TRECHO CITADO:
========================================

Tinha pouco mais de 13 anos naqueles dias atribulados de março de 1964.

Tento lembrar o que houve nas manhãs que precederam o Golpe, e me vêm à mente cenas fragmentadas e um (in)certo sentimento de que imaginávamos o pior – lógico, as crianças, sem noção do que acontecia, reverberavam o que ouviam dos adultos e dos noticiários radiofônicos.

“Tatararan Taram Taram… Aqui fala o seu Repórter Esso em Edição Extraordinária. Alô, alô Repórter Esso, alô…”

II.

Na rua Muniz de Souza, onde eu morava, dia sim, outro também, havia a mobilização dos operários da Fábrica de Latas Americanas, dois quarteirões distante da minha casa, com seus macacões azuis, pesados, e olhar entristecido, como se algo de muito ruim estava prestes a acontecer.

A mãe dizia que estavam em greve, e que não ficássemos de bobeira pela calçada onde brincávamos, pois poderia haver confusão.

III.

========================================

LINHAS FORNECIDAS:
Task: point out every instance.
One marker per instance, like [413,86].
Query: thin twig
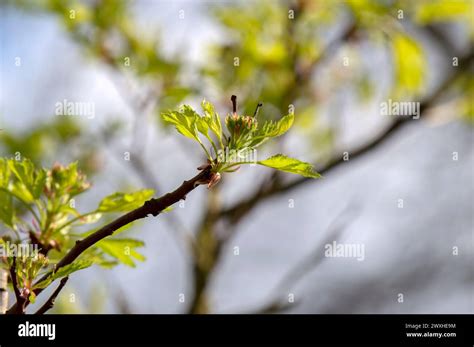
[20,301]
[50,302]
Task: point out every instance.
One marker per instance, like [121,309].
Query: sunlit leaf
[122,249]
[284,163]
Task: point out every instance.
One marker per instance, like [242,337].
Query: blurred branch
[19,307]
[239,210]
[50,302]
[208,244]
[307,263]
[3,291]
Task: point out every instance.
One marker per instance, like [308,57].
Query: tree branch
[50,302]
[153,207]
[239,210]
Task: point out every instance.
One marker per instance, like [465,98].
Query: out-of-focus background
[400,187]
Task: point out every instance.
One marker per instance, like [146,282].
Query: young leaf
[213,119]
[63,272]
[272,129]
[123,202]
[284,163]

========================================

INSTRUÇÕES DA TAREFA: Devolva, sem alterações, a parte do trecho citado começando em "Tento lembrar o" e indo até "dos noticiários radiofônicos.", inclusive. As linhas apresentadas não são necessárias.

RESPOSTA À TAREFA:
Tento lembrar o que houve nas manhãs que precederam o Golpe, e me vêm à mente cenas fragmentadas e um (in)certo sentimento de que imaginávamos o pior – lógico, as crianças, sem noção do que acontecia, reverberavam o que ouviam dos adultos e dos noticiários radiofônicos.